:: CONSIGNES ::
[1] Répondez à ces questions à partir du texte :
(a) En quelle année Eva Joly défend-elle la suppression du défilé du 14 juillet ?
(b) Combien de personnes sont réunies en 1980 sur la Baie des Trépassés ?
(c) Quel photographe est tué lors de l'opération contre le Rainbow Warrior ?
[2] Extrayez du texte le passage qui commence par « Entre défense de » et se termine par « cette surenchère guerrière. ».

:: TEXTE ::
<<<<
Depuis l’allocution de Macron, EELV est sur le pont pour défendre la surenchère militaire. La conversion des Verts au militarisme débridé pourrait surprendre, mais elle apparaît plutôt comme la conclusion logique d’un long itinéraire de soutien aux « interventions extérieures » et d’intégration au régime guerrier de la Ve République.
Entre défense de l’arme atomique, plan vélo, « écologie de guerre », « économie de guerre et écologie de paix » ou défense européenne, leur discours n’est pas toujours lisible, mais la volonté de réarmer l’Europe explicite. Le zèle des Verts pourrait surprendre, tant la force politique aime à revendiquer son « pacifisme ». Pourtant, à y regarder de plus près, cette conversion au militarisme le plus débridé apparaît comme la conclusion logique d’un long itinéraire de soutien aux « interventions extérieures » et d’intégration au régime guerrier de la Ve République. De la liquidation de l’héritage antimilitariste des années 1970 au soutien des guerres de François Hollande, retour sur quelques-uns des jalons qui ont mené les Verts à cette surenchère guerrière.
Un héritage pesant
En 2011, Eva Joly, alors candidate EELV pour les présidentielles, défend la suppression du défilé du 14 juillet, symbole de « cette France guerrière ». « Ça fait partie de notre culture », expliquait alors Denis Baupin. Les Verts affirment volontiers leur attachement au « pacifisme », ou à la « non-violence », comme un héritage lointain des grandes mobilisations écologistes des années 1970 et 1980.
A l’époque, le mouvement écologistes et le mouvement contre la guerre sont étroitement liés. C’est l’ère de la lutte contre l’extension du camp militaire du Larzac, rythmée par les slogans « le blé fait vivre, les armes font mourir », ou « contre l’armée, le nucléaire et les promoteurs ! ». La mention du nucléaire est loin d’être anecdotique. En effet, les combats contre l’arme atomique et le nucléaire civil battent également leur plein avec les mobilisations de Flamanville, de Plogoff ou les expéditions du navire Rainbow Warrior de Greenpeace pour perturber les essais nucléaires dans l’atoll de Mururoa. Le mouvement est puissant : les 100 000 personnes réunies en 1980 sur la Baie des Trépassés en Bretagne forcent Mitterrand à abandonner le projet de Plogoff ainsi que celui du Larzac. Ces mobilisation font cependant face à une répression brutale, dont les images résonnent aujourd’hui sinistrement avec la nouvelle vague de répression du mouvement écolo. En 1977, Vital Michalon est tué par une grenade lors de la répression d’une mobilisation contre la centrale Superphénix (à Malville en Isère). En 1985, les services secrets français mènent, avec l’aval de Mitterrand, une délirante opération de terrorisme d’État : deux charges explosives sont placées sur la coque du Rainbow Warrior, envoyant le bateau par le fond et tuant par la même le photographe Fernando Pereira, membre de l’équipe de Greenpeace. La lutte contre la guerre du Vietnam – et avant elle celle contre la guerre d’Indochine – marque également profondément le paysage politique, même si c’est surtout aux Etats-Unis qu’elle revêt un visage écologiste.
>>>>
:: DONNÉES FOURNIES ::
<<<<
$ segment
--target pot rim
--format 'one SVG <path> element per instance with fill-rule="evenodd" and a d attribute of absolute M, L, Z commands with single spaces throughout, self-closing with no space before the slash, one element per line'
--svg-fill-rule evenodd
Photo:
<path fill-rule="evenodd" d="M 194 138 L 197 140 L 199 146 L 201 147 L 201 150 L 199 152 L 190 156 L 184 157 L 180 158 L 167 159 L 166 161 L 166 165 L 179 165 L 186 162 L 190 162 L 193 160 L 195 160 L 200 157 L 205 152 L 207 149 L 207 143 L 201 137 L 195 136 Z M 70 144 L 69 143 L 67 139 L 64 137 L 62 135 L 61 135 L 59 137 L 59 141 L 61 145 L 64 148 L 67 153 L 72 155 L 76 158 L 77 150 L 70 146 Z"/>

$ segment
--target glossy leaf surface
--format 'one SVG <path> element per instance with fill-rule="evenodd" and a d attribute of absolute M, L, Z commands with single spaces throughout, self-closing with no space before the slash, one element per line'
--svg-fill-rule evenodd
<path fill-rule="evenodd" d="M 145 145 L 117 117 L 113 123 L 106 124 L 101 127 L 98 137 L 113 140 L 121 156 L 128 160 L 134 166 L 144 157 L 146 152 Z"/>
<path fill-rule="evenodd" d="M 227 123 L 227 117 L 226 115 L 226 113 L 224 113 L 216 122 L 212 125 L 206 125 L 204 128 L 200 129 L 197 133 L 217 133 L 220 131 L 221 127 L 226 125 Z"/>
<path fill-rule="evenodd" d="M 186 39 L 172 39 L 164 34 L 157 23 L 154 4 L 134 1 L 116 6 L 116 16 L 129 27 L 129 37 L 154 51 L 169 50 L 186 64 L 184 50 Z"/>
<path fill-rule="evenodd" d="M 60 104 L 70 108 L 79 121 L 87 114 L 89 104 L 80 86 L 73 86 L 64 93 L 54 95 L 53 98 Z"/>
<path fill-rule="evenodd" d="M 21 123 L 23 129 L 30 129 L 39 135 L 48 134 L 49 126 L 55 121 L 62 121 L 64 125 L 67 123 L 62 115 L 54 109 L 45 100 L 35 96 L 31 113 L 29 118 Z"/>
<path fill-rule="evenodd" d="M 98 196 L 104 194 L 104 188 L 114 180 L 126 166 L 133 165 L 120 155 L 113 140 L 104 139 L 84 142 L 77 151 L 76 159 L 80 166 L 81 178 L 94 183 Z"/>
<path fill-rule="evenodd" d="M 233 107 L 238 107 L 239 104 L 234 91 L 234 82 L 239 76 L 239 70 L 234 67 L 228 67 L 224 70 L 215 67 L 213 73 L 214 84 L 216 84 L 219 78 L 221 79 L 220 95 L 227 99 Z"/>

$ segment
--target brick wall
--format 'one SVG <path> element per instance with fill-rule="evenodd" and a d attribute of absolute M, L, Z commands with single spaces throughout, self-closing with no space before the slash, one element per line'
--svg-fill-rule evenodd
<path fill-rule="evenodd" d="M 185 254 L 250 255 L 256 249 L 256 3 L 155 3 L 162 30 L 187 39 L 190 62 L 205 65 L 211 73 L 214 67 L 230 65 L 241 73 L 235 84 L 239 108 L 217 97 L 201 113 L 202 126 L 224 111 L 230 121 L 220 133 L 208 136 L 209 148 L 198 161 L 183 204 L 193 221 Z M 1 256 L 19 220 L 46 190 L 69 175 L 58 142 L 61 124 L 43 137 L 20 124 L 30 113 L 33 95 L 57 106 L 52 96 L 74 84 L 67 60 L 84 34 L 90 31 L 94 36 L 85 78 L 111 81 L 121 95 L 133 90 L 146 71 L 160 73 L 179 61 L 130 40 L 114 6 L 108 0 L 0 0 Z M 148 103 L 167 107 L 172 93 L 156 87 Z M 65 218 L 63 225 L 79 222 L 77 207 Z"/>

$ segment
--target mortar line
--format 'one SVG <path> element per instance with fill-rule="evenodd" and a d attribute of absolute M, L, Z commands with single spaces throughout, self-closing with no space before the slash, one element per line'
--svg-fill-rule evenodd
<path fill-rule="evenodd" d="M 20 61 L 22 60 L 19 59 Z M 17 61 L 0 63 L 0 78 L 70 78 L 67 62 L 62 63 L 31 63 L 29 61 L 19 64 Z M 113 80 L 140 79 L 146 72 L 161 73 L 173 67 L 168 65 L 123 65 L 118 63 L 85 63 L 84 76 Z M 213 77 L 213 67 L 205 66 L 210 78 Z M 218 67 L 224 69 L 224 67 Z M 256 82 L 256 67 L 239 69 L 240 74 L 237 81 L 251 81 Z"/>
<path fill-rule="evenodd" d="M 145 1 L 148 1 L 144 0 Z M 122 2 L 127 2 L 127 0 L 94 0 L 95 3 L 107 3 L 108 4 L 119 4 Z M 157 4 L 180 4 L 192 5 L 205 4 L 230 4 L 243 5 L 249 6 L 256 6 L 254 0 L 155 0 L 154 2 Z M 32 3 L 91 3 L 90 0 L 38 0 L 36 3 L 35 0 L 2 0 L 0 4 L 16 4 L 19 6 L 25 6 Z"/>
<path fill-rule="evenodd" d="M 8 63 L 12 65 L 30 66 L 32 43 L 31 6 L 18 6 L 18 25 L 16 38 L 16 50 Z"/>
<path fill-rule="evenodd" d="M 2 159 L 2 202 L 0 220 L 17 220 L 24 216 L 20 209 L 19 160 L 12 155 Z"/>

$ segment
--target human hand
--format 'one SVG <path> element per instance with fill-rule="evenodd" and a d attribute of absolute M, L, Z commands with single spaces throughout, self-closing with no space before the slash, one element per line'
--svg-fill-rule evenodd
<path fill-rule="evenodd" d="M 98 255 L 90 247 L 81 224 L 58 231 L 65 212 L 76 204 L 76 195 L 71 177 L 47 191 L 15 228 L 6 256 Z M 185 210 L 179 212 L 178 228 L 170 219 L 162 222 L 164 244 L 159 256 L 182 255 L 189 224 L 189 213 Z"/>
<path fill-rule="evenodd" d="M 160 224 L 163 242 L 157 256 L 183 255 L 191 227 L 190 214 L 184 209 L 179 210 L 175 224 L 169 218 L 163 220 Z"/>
>>>>
:: CORRIGÉ DES EXERCICES ::
[1]
(a) En 2011.
(b) 100 000 personnes.
(c) Fernando Pereira.

[2]
Entre défense de l’arme atomique, plan vélo, « écologie de guerre », « économie de guerre et écologie de paix » ou défense européenne, leur discours n’est pas toujours lisible, mais la volonté de réarmer l’Europe explicite. Le zèle des Verts pourrait surprendre, tant la force politique aime à revendiquer son « pacifisme ». Pourtant, à y regarder de plus près, cette conversion au militarisme le plus débridé apparaît comme la conclusion logique d’un long itinéraire de soutien aux « interventions extérieures » et d’intégration au régime guerrier de la Ve République. De la liquidation de l’héritage antimilitariste des années 1970 au soutien des guerres de François Hollande, retour sur quelques-uns des jalons qui ont mené les Verts à cette surenchère guerrière.